--- Selected passage ---

You’re Not Who You Think You Are

A Case of Mistaken Identity

Quick, right now–who are you? 

Are you your job title? Your role in your family? Your name? How about your body? Are those things all that you are, or just parts of you? If they’re just parts of you, then who are you, really?

When pressed, most people will answer something like, “I’m just me!” But who is this me? 

All of us have a sense of self, a feeling of being an individual person. This sense of self is often closely identified with our thoughts, with the voice in our head that is constantly narrating our lives. Like Descartes, who famously said, “I think, therefore I am,” we end up identifying as the thinker of our thoughts.

But both Buddhist philosophy and modern neuroscience call this identification into question. From this perspective, not only are we not our thoughts (or the thinkers of our thoughts), but identifying with our thoughts is actually the source of a tremendous amount of suffering. When we disentangle our awareness from our internal monologues, we can be lighter, freer, and more capable of responding to life.

One of the central tenets of Buddhist philosophy is anattā, or non-self. While non-self has been the subject of endless debate and lengthy philosophical treatises, in a nutshell, it says that there is no such thing as a permanent, unchanging, separate self. In Buddhism, the belief in such a self is also considered a key ingredient in the mental suffering we all experience, and it’s one of the first “fetters” that falls away when a person experiences awakening.

While the Buddha articulated these insights over 2500 years ago, modern neuroscience seems to be backing him up. To date, researchers have been unable to find any single part of the brain that corresponds to the self. As neuroscientist Sam Harris put it, “There’s no place in the brain for your ego to be hiding.” 

Instead, the sense of self seems to correlate with the activity of a whole network of brain regions, known as the Default Mode Network, or DMN.

In addition to the sense of self, the DMN is associated with mind-wandering, daydreaming, thinking about ourselves, thinking about others, remembering the past, and planning the future. In other words, it’s active not when we’re in the present moment, but when we’re lost in thought.

---

*Brief A*:
Copy the part of the passage on the self starting at "You’re Not Who" and ending at "of our thoughts.".
*Brief B*:
Summarize the passage on the self in two sentences.

--- Data extracts ---

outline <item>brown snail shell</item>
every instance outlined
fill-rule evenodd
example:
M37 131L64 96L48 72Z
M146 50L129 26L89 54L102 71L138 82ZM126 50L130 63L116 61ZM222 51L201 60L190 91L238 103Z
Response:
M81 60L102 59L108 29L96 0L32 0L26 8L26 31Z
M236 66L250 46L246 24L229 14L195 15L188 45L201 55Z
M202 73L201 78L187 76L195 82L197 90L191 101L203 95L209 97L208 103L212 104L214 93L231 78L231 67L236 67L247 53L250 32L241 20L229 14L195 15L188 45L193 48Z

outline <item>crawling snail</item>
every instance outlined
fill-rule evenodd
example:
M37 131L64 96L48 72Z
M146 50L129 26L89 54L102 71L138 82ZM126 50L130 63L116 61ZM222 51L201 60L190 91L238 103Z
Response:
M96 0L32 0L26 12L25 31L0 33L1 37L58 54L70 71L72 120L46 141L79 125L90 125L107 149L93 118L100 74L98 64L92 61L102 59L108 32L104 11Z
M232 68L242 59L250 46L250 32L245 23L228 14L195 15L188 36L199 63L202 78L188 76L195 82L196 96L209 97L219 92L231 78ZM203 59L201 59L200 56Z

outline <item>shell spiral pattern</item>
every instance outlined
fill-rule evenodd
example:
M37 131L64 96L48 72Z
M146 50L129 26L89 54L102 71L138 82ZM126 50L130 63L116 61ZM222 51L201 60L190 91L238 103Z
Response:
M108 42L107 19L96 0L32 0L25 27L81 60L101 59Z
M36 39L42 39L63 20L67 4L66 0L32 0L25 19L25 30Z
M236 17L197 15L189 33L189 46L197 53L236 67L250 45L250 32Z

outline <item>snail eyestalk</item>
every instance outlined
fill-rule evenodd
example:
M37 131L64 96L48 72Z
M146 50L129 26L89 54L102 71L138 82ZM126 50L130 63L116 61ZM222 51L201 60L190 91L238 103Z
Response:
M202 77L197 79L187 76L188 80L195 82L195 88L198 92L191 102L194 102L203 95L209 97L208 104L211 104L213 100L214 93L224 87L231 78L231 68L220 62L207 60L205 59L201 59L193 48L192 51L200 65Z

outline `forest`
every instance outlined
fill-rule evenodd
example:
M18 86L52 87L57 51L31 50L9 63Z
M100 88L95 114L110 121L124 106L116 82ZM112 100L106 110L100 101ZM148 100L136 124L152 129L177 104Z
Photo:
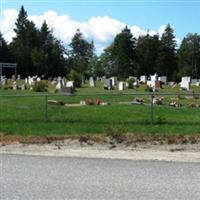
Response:
M22 6L15 22L15 37L9 44L0 32L0 62L18 65L21 77L44 76L129 76L155 72L179 81L182 76L199 78L200 35L188 33L177 45L170 24L164 33L148 33L135 38L128 26L118 33L101 55L95 53L93 41L87 41L78 29L70 44L56 38L46 21L40 29L28 20Z

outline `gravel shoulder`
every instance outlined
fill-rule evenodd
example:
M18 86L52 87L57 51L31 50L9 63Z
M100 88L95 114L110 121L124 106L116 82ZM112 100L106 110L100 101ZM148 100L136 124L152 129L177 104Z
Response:
M200 163L200 144L152 144L138 143L99 144L66 139L50 144L13 143L0 145L1 154L85 157L128 160L158 160Z

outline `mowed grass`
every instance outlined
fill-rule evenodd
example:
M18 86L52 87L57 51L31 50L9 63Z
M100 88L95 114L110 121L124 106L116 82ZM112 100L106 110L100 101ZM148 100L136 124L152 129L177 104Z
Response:
M195 91L198 92L197 88ZM127 95L119 95L117 90L104 91L101 87L88 88L84 86L77 89L78 96L48 97L48 99L62 100L68 104L79 103L80 100L87 98L94 101L101 99L111 104L84 107L48 105L48 121L45 120L45 98L43 96L0 97L0 132L25 136L106 134L111 129L136 134L187 135L200 133L200 108L187 108L186 106L190 101L200 103L199 99L182 99L180 101L184 106L175 109L167 106L171 97L167 96L166 105L154 107L154 123L152 124L148 95L142 96L147 105L120 104L132 101L137 93L141 92L144 92L144 86L126 90ZM177 88L172 90L169 87L160 92L180 93ZM48 94L51 93L50 91ZM112 93L113 95L101 93ZM0 91L0 95L13 94L34 95L38 93Z

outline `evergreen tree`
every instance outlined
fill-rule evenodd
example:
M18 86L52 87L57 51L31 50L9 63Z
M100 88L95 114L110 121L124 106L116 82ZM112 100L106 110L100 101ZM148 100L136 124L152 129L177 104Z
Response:
M174 79L177 70L176 41L174 30L168 24L162 34L157 59L157 73L166 75L169 80Z
M113 42L112 57L119 78L127 78L136 74L135 46L136 40L127 26L116 35Z
M89 43L86 41L78 29L72 38L70 48L71 68L83 76L89 76L90 62L94 57L93 42Z
M27 12L24 10L22 6L16 20L14 29L16 33L16 37L13 38L11 43L11 51L15 57L15 60L18 64L18 73L23 77L27 76L30 71L30 50L29 44L27 42L27 29L28 29L29 21L27 19Z
M99 68L102 71L102 74L106 75L107 77L117 76L117 70L114 64L114 58L112 52L113 52L113 43L104 49L99 59L100 60Z
M158 35L141 36L136 47L136 62L139 75L150 75L156 72L156 59L158 56Z
M0 62L13 62L13 56L9 47L0 32Z
M200 74L200 35L188 34L178 50L179 79L181 76L198 78Z

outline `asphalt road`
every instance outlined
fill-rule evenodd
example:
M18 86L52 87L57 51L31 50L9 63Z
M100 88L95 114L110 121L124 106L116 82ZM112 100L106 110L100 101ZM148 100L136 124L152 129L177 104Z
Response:
M200 199L200 164L0 155L0 199Z

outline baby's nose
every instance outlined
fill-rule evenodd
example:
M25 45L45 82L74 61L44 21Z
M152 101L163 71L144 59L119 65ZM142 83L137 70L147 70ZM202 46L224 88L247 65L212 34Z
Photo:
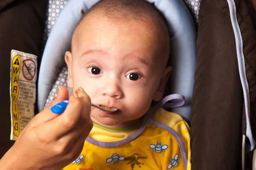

---

*Exercise output A*:
You’re Not Who You Think You Are

A Case of Mistaken Identity

Quick, right now–who are you? 

Are you your job title? Your role in your family? Your name? How about your body? Are those things all that you are, or just parts of you? If they’re just parts of you, then who are you, really?

When pressed, most people will answer something like, “I’m just me!” But who is this me? 

All of us have a sense of self, a feeling of being an individual person. This sense of self is often closely identified with our thoughts, with the voice in our head that is constantly narrating our lives. Like Descartes, who famously said, “I think, therefore I am,” we end up identifying as the thinker of our thoughts.

*Exercise output B*:
Most people identify with their thoughts, but both Buddhist philosophy and modern neuroscience question that identification and link it to a great deal of suffering. The Buddhist teaching of anattā holds that there is no permanent, separate self, and researchers have found no single brain part for the self, which instead correlates with a network called the Default Mode Network that is active when we are lost in thought.